WHAT NEEDS TO BE DONE:
Reproduce the stretch from the line containing "player's nose, the" through the last line, requests included. Scale every coordinate in the answers by 1.15 and round to whole numbers, with halves rounded up.

SOURCE RECORDS:
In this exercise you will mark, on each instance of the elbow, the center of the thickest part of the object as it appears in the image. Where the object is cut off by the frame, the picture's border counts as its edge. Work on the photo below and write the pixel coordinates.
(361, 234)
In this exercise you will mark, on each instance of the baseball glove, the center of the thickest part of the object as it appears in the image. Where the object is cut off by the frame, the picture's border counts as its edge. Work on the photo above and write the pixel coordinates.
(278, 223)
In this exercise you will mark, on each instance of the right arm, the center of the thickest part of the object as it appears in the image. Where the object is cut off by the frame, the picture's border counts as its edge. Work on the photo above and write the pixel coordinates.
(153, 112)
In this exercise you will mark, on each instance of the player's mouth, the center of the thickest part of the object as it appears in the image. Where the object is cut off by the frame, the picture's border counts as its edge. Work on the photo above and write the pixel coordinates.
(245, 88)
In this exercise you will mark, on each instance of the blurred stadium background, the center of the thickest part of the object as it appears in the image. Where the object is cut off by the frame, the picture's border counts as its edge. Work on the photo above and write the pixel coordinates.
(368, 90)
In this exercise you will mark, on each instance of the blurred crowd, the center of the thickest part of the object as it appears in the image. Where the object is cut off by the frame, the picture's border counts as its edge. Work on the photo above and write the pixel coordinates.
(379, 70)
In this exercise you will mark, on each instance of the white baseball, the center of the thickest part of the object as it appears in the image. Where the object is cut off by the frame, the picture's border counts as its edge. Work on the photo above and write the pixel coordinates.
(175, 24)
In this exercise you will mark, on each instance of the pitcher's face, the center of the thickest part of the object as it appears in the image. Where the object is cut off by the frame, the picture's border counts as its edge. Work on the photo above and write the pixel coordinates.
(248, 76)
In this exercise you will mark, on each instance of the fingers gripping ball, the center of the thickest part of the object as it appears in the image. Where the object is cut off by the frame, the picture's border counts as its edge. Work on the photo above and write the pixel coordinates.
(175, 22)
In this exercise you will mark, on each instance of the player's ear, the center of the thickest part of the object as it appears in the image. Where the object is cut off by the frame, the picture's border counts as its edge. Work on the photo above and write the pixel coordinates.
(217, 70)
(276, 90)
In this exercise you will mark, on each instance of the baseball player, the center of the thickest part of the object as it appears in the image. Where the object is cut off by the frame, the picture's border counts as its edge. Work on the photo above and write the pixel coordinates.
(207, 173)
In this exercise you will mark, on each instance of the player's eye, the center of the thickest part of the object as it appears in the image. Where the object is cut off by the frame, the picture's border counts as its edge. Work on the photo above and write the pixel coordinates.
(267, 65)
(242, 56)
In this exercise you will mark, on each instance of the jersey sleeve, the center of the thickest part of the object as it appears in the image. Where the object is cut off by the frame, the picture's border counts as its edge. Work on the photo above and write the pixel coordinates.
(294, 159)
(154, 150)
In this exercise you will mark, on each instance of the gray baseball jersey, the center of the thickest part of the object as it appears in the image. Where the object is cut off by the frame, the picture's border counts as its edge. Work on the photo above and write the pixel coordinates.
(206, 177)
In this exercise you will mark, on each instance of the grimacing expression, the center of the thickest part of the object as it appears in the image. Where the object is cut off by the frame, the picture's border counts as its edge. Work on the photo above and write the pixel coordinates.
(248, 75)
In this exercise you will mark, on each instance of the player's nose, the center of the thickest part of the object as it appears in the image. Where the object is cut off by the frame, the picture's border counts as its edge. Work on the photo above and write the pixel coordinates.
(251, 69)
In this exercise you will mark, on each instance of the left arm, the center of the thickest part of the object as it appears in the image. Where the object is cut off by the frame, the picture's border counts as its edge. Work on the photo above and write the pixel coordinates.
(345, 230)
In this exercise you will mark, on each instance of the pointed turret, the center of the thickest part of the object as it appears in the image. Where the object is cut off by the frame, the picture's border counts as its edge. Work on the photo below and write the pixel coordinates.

WRITTEN RESPONSE:
In this exercise you will mark, on each instance of the player's nose, the center of the thickest part of the object as it appears in the image. Where the object is cut off by the frame, the picture's border counts as its edge. Work on the photo above and write the pixel coordinates.
(289, 79)
In this exercise you will mark, on each instance of the left arm, the center of the thickest part of the object as it appears in the image. Where the object is cut off by the frame, the picture's border counts as its edge. Work on the photo above and write the pixel coordinates.
(397, 265)
In this exercise you will mark, on each instance of the pointed turret, the center of the thickest part of the object as it appears in the image. Where the object is cut off by the frame, the picture's border counts as its edge. Work on the photo below and write the pixel coordinates.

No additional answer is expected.